### STATED TASK
How many lines in the data below contain the word "traffic"? Reply with the number only.

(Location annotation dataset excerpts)

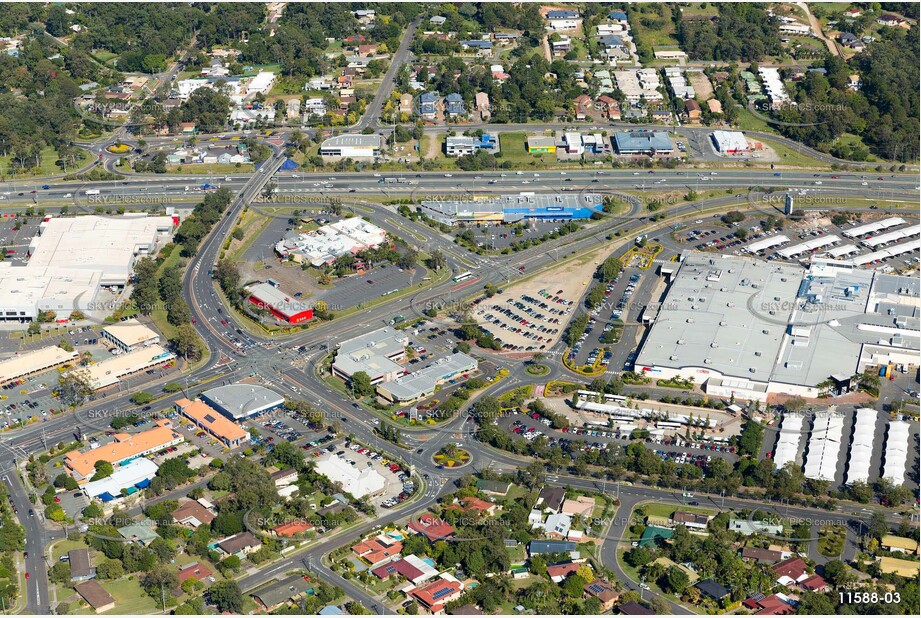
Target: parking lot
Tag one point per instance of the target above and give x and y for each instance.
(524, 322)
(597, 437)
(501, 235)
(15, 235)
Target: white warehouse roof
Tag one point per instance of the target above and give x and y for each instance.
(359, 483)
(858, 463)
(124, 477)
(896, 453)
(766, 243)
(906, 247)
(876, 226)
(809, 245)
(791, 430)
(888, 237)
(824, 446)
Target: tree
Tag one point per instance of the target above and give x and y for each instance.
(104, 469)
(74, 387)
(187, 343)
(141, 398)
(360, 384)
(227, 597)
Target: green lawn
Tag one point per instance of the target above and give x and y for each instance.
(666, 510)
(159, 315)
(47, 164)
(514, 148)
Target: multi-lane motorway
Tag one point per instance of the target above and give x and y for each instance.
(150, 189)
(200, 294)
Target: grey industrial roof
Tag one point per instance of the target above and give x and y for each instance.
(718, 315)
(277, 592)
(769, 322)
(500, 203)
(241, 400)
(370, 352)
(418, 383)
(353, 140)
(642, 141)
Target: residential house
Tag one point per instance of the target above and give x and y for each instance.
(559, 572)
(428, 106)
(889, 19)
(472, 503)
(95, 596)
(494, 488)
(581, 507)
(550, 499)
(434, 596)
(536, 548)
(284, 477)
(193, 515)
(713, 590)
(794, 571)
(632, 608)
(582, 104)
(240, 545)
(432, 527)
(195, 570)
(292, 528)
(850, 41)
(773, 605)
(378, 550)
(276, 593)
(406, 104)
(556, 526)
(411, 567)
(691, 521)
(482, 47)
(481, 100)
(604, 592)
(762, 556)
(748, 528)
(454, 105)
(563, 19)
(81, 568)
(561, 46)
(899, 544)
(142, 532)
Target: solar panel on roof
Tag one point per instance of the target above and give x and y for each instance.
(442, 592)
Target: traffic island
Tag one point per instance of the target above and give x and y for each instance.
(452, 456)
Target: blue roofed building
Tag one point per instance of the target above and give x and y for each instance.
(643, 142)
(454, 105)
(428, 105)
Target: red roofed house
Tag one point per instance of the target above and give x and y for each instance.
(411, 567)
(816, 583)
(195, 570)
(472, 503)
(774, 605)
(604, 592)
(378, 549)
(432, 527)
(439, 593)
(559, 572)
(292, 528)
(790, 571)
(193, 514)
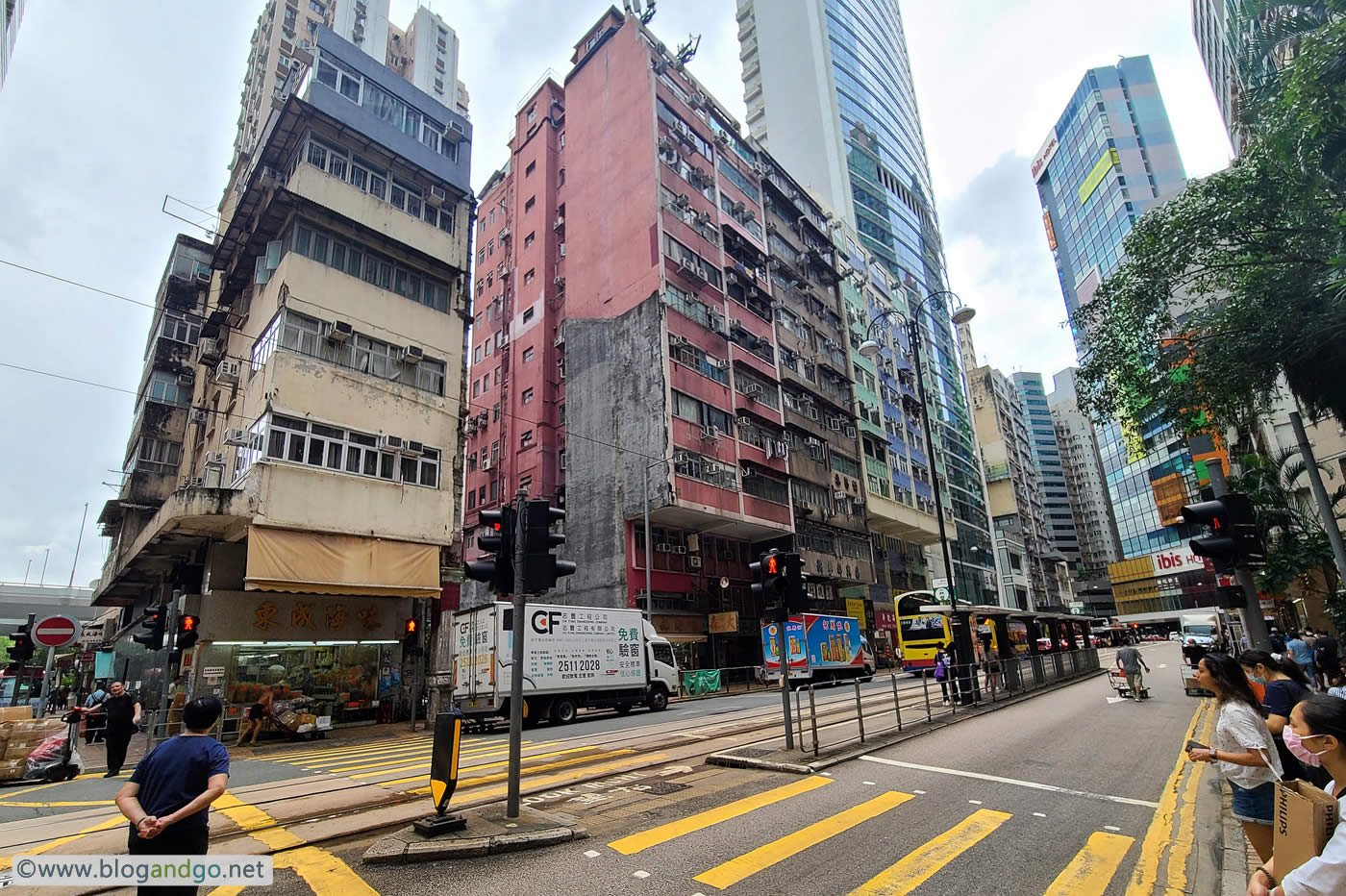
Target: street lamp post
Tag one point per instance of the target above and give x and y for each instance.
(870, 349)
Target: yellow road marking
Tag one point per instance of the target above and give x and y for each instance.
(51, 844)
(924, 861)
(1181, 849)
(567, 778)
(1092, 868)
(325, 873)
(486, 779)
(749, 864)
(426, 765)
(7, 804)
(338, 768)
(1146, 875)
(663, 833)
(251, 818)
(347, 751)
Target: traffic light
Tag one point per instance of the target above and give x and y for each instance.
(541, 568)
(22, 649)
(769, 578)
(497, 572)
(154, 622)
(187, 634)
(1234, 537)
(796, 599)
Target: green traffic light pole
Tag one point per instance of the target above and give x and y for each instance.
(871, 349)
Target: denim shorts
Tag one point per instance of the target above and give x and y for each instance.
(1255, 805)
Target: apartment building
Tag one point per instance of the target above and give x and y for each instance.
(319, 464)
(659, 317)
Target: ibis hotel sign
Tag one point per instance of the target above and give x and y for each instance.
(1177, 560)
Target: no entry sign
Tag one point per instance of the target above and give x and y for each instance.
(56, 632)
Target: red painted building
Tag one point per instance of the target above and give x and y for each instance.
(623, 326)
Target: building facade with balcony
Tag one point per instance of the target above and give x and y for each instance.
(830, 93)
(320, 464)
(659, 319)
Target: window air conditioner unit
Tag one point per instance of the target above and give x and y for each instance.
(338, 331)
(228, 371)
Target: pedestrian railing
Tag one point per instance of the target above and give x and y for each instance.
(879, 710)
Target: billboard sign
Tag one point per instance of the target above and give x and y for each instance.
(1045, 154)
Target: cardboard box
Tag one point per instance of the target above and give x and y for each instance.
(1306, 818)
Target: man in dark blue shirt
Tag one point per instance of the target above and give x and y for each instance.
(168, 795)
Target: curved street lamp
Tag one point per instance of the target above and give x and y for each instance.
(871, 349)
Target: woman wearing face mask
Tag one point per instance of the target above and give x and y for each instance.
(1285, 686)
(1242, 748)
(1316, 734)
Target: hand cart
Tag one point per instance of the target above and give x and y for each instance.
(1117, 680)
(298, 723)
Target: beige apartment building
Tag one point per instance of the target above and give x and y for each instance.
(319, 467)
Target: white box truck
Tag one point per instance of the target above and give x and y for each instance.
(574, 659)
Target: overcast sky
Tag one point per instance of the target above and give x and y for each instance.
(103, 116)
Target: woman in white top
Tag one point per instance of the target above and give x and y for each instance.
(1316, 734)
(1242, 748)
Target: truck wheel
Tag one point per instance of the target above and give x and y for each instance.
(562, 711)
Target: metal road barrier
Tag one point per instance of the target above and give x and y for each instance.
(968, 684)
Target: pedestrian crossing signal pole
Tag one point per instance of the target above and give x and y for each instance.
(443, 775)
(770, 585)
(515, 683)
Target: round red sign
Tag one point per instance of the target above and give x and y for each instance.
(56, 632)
==
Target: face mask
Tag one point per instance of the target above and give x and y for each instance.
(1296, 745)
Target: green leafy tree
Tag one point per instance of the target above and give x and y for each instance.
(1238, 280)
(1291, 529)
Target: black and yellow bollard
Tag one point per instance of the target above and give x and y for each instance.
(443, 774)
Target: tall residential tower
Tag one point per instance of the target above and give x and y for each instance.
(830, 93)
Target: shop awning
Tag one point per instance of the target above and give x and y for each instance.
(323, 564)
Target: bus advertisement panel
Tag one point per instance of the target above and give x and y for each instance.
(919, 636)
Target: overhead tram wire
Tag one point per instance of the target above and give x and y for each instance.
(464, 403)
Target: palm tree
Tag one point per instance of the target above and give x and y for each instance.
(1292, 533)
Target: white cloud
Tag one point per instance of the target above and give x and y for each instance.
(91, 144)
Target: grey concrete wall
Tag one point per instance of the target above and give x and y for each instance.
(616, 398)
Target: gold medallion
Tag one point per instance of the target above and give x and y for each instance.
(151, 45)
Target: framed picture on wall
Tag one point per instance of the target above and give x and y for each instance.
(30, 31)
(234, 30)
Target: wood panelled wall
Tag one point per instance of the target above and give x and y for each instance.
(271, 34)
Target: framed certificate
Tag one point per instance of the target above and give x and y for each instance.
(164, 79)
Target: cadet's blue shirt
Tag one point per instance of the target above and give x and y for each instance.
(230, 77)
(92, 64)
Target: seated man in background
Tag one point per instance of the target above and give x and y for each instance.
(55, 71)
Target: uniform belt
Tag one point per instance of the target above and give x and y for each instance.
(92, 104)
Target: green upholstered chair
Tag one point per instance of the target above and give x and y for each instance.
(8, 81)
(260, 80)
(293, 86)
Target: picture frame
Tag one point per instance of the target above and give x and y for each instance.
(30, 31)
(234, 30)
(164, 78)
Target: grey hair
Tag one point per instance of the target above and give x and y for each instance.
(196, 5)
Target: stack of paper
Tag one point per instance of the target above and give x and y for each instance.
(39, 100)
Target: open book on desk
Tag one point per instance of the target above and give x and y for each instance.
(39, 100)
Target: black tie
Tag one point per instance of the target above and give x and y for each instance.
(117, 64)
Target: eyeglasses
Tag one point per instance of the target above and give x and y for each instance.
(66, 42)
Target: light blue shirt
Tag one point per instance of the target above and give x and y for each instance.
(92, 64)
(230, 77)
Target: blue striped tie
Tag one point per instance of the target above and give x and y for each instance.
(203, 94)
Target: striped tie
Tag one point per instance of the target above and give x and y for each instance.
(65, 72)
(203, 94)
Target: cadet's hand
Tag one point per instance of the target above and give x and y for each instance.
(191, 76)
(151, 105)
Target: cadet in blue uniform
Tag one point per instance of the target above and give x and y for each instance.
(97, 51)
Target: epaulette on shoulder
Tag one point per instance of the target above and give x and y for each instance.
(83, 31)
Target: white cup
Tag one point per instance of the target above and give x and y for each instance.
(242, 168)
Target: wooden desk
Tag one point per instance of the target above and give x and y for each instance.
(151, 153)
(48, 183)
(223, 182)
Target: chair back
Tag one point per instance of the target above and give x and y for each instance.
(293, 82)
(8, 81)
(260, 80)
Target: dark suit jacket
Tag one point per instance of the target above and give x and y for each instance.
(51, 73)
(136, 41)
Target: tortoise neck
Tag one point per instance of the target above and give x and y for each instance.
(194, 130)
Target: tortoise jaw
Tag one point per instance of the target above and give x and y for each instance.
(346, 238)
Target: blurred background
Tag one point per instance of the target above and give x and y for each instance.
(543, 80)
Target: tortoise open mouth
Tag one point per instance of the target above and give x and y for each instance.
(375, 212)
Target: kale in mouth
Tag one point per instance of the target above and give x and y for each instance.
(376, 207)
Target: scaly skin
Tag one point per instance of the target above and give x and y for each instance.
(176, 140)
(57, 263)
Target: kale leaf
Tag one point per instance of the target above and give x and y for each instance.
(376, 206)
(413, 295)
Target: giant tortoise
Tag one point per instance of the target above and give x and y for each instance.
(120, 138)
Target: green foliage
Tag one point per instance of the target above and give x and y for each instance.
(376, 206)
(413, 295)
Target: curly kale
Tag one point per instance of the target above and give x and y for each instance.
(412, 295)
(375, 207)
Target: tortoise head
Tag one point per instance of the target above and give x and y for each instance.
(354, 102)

### ANSWER FOR THIS EXERCISE
3